─── The data ───

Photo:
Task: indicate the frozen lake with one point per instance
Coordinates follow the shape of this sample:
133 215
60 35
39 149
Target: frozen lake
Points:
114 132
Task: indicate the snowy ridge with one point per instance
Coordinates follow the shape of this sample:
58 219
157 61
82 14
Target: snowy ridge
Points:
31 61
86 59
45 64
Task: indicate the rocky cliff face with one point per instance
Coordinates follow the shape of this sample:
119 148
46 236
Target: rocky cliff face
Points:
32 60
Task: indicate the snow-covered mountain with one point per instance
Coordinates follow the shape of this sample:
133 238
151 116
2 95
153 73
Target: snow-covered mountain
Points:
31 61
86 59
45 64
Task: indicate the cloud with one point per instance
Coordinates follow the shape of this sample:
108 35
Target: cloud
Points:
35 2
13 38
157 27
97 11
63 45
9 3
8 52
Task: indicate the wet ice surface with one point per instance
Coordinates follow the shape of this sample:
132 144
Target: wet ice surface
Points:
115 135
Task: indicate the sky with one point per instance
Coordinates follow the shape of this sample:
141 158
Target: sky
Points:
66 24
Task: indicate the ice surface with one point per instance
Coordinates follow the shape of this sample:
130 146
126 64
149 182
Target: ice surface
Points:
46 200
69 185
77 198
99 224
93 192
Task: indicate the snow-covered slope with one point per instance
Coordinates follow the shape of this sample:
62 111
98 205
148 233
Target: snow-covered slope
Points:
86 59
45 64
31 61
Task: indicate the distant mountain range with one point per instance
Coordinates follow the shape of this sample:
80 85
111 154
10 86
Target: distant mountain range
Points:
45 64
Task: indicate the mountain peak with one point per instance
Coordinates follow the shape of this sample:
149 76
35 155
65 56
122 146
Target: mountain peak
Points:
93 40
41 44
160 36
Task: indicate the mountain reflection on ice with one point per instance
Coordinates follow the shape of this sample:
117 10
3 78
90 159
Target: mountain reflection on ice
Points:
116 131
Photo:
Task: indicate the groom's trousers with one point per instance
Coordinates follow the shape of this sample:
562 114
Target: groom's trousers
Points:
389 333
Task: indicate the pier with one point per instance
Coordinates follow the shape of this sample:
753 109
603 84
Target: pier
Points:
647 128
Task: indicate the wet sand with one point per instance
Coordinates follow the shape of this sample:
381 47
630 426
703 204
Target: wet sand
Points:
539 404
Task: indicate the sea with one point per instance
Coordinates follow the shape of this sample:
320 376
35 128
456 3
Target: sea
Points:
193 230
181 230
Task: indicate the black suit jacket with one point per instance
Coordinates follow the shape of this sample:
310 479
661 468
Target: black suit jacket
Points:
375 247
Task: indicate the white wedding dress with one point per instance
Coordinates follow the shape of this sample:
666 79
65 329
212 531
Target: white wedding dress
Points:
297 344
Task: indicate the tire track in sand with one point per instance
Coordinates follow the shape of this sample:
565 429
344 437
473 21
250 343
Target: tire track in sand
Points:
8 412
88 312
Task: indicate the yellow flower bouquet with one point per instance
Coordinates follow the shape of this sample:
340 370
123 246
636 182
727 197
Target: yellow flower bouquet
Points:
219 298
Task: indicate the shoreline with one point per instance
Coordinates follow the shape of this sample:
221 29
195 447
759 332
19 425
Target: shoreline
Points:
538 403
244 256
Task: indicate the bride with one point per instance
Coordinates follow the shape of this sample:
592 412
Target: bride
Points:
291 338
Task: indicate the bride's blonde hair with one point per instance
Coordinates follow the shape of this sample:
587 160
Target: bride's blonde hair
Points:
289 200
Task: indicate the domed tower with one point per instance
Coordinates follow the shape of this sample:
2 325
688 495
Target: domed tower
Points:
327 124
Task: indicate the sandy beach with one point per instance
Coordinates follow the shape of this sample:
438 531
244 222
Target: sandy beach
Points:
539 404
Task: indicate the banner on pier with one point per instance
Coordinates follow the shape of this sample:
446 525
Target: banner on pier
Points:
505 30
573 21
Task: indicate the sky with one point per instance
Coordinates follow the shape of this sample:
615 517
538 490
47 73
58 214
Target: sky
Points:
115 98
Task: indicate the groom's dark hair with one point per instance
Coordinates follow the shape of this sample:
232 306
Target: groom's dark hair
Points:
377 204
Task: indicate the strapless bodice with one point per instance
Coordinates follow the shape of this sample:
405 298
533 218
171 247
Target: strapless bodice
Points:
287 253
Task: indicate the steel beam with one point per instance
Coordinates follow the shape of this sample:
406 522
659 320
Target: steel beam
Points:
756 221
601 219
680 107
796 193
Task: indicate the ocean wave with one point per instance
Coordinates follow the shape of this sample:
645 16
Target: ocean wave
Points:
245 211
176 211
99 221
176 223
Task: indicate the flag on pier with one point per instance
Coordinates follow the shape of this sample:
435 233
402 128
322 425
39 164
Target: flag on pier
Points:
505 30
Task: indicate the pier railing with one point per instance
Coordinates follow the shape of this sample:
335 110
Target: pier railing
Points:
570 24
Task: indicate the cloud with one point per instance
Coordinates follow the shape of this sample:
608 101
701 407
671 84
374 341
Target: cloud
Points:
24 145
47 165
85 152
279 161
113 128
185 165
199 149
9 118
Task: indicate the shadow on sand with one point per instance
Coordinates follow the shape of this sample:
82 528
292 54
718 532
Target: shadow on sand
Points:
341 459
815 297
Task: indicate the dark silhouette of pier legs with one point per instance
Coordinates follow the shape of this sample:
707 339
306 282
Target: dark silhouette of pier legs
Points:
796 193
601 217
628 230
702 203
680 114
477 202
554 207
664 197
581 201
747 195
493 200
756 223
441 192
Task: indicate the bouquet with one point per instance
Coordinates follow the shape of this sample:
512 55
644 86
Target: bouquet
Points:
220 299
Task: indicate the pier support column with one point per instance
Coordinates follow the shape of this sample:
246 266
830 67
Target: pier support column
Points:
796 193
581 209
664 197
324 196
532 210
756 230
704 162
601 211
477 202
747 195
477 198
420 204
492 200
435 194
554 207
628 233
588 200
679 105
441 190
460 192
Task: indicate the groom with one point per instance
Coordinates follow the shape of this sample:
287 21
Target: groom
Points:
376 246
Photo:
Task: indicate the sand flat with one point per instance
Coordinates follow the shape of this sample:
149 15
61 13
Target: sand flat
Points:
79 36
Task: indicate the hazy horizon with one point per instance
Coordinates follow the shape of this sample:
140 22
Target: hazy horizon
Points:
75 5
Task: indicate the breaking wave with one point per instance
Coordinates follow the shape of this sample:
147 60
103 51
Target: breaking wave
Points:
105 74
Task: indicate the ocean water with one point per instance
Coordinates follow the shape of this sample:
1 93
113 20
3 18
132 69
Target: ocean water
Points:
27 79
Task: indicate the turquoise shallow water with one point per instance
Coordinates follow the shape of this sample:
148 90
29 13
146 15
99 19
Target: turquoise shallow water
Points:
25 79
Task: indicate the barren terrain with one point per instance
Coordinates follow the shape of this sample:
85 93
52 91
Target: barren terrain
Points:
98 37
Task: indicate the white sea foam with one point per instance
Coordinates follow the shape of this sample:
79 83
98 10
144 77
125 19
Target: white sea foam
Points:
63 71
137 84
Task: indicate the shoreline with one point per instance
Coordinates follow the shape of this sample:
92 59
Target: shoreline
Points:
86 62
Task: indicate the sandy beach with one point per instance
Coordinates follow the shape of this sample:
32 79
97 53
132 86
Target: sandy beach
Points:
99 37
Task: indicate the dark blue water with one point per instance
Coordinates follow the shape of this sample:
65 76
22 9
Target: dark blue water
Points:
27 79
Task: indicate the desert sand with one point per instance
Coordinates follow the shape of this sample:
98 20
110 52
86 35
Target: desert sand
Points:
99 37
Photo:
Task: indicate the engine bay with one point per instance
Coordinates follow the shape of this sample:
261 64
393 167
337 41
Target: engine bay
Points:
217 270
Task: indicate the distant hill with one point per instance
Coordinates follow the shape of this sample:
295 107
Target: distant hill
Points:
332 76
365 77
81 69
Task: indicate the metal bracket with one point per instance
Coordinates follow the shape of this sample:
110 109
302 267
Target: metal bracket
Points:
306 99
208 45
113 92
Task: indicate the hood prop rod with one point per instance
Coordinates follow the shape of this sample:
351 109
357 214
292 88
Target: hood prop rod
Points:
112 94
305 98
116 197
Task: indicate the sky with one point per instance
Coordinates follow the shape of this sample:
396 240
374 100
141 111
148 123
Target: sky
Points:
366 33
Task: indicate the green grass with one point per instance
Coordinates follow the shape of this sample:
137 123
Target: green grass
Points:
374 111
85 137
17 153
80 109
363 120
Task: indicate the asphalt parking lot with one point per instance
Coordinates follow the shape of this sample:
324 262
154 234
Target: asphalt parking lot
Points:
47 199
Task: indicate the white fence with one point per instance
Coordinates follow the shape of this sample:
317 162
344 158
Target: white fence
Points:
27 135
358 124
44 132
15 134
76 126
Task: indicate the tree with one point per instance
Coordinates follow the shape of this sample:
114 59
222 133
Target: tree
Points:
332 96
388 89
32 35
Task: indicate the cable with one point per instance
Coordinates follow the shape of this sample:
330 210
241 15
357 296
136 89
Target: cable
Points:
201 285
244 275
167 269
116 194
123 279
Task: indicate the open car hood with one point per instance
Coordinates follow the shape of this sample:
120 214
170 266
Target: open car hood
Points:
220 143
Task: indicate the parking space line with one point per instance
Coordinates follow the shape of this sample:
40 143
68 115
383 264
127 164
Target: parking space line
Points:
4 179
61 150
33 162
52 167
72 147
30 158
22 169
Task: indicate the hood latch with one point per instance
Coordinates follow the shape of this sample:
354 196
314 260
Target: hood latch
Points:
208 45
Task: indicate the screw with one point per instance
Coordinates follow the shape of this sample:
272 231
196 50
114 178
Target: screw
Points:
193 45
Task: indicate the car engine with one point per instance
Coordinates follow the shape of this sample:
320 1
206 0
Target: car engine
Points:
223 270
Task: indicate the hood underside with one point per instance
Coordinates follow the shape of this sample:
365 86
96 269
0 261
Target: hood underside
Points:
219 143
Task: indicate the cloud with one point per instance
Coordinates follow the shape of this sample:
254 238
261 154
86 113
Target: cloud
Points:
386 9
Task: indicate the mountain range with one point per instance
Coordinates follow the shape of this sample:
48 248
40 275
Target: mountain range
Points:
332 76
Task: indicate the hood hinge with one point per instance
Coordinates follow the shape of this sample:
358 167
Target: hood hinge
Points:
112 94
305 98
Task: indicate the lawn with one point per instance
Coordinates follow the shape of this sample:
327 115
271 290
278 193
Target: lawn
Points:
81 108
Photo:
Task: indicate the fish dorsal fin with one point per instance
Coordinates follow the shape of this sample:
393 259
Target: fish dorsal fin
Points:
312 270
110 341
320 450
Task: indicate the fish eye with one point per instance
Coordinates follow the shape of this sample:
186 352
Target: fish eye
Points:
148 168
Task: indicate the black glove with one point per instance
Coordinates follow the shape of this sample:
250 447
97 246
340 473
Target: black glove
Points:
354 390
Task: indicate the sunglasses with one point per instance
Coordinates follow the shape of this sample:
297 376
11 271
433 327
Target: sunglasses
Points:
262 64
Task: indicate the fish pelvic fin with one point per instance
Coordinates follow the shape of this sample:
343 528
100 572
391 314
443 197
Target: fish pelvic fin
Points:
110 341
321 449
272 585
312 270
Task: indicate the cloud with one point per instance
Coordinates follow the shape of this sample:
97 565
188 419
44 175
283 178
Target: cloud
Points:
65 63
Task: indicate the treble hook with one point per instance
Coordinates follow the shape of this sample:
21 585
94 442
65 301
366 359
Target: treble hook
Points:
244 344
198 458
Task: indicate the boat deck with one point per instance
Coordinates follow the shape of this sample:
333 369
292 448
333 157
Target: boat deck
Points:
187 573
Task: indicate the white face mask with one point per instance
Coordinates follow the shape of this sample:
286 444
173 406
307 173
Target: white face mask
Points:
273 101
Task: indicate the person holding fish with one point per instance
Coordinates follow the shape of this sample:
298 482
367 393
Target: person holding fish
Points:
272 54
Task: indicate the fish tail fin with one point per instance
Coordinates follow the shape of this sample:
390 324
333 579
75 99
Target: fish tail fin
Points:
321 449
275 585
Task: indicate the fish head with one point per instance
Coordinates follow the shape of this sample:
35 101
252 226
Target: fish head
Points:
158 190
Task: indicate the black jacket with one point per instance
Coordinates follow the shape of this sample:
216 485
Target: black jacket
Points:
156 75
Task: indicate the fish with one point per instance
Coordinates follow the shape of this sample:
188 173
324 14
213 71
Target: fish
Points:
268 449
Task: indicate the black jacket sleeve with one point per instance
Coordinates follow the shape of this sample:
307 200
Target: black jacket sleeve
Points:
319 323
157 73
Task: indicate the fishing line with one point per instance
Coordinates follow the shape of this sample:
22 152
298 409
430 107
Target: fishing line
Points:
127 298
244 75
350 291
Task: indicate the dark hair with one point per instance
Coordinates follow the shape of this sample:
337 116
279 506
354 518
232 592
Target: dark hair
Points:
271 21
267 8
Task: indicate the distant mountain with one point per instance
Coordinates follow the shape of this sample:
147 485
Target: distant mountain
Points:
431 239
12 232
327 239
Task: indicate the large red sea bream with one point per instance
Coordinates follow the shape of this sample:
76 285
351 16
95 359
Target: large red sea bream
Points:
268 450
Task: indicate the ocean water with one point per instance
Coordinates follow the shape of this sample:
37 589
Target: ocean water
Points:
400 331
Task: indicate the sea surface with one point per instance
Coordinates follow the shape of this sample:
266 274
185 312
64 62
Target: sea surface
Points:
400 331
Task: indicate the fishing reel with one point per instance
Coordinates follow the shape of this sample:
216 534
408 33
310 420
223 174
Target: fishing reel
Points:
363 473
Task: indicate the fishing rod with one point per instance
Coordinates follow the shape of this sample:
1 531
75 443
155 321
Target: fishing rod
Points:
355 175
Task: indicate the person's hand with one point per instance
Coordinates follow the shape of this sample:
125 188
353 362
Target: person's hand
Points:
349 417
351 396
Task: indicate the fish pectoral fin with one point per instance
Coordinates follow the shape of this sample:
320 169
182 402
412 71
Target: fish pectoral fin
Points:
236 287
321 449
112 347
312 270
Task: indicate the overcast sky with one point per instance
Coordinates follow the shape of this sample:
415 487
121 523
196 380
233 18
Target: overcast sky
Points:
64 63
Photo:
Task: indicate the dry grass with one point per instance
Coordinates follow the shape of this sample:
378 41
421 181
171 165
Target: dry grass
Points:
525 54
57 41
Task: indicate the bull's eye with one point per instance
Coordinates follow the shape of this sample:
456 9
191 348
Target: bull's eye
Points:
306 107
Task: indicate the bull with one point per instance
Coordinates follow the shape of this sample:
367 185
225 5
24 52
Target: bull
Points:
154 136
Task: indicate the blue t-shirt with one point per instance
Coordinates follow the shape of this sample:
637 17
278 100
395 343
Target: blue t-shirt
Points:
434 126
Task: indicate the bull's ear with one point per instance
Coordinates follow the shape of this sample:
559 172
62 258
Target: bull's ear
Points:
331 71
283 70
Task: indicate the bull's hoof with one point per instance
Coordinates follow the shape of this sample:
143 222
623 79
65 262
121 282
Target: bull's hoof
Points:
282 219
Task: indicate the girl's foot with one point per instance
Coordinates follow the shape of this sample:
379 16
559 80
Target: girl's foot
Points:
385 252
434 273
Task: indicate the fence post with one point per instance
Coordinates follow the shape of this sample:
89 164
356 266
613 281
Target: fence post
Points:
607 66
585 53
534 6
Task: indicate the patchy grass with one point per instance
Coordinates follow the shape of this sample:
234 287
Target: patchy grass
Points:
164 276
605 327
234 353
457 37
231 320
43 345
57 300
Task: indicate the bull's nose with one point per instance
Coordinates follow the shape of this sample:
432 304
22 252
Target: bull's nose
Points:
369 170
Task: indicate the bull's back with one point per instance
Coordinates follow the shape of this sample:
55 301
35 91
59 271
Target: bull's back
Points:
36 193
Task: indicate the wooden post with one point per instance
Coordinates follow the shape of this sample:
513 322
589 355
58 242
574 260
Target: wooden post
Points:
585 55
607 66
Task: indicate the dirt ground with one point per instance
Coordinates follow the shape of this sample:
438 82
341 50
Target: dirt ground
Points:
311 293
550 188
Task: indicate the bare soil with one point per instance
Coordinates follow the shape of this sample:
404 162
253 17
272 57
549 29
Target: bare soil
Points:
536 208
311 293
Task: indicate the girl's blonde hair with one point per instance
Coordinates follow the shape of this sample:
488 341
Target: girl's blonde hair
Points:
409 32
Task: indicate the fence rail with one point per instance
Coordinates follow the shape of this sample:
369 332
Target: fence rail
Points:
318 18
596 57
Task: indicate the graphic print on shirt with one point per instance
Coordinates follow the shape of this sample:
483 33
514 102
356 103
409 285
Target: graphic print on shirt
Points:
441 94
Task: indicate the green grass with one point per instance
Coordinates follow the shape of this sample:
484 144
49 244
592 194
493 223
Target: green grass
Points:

───

Exercise objective: List each line of the records that holds the string "desert".

Exercise answer:
Task: indicate the desert sand with one point per instance
Target: desert sand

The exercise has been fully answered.